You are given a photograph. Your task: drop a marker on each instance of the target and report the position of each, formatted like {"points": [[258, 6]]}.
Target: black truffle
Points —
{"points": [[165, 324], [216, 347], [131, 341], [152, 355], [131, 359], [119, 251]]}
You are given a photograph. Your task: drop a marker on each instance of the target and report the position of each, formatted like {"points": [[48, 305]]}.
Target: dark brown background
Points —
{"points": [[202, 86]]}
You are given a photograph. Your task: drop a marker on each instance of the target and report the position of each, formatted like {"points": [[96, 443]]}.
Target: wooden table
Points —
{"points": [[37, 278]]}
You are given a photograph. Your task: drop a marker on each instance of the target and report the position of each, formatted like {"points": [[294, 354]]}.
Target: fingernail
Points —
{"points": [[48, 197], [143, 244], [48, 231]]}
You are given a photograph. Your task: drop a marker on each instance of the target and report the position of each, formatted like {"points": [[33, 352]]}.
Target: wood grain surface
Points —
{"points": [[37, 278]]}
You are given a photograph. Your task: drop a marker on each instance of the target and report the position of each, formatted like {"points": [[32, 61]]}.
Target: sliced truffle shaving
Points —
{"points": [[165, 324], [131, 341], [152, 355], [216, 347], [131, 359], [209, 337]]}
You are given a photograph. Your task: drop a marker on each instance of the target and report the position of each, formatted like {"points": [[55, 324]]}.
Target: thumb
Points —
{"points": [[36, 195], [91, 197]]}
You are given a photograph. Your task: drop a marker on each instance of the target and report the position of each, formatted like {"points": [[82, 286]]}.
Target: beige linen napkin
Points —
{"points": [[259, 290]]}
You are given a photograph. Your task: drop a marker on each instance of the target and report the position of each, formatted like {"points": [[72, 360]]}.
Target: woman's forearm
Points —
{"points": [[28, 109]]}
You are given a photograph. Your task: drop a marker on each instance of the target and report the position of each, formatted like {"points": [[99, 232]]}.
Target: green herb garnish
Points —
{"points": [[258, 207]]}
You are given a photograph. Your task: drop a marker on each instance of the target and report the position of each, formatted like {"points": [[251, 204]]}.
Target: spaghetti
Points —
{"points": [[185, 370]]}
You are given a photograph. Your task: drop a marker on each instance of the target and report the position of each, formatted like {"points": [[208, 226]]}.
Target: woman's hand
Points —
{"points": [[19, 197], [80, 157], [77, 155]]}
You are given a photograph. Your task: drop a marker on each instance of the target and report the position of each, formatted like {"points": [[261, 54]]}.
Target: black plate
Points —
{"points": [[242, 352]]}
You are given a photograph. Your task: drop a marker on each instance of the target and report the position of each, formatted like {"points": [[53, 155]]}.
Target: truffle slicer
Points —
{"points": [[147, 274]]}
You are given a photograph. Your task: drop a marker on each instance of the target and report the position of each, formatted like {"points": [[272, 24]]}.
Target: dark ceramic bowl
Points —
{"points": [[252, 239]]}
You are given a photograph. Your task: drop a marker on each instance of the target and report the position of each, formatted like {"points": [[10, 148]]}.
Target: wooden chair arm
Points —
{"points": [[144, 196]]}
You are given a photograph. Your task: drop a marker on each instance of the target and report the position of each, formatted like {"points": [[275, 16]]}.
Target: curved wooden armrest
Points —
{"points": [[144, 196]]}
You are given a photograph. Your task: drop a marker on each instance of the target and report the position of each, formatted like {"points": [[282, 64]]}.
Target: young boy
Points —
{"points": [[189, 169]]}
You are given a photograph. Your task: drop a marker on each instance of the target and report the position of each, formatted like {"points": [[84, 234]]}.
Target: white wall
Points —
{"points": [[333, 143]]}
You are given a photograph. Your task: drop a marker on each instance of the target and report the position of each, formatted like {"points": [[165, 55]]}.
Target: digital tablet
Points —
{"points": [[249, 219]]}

----------

What the task asks:
After reading through the material, report every line that holds "truffle".

Result of this task:
Target: black truffle
Target: sliced truffle shaving
Target: truffle slicer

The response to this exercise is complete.